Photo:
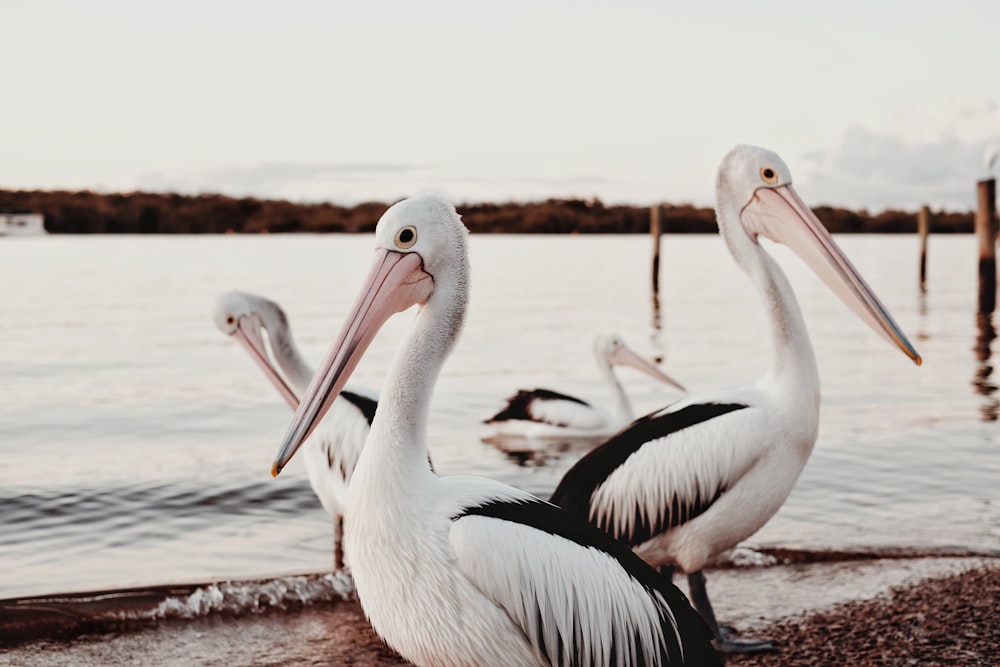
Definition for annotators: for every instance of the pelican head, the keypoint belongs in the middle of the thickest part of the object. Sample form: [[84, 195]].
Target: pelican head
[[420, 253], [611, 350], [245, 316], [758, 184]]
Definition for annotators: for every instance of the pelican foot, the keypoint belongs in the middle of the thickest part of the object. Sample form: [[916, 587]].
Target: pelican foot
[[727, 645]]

###

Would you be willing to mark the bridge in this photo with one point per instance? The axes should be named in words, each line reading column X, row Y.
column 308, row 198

###

- [Problem to work on]:
Lines with "thickest": return each one from the data above.

- [Output of the exercise]:
Definition for annotators: for every instance of the pelican head, the keypoint belongs in the middle of the thickest part of the object. Sample form: [[84, 195]].
Definition for annotators: for every instance of the pelican foot, the keypoint belongs in the middle of the thickest part of the object. Sample form: [[916, 587]].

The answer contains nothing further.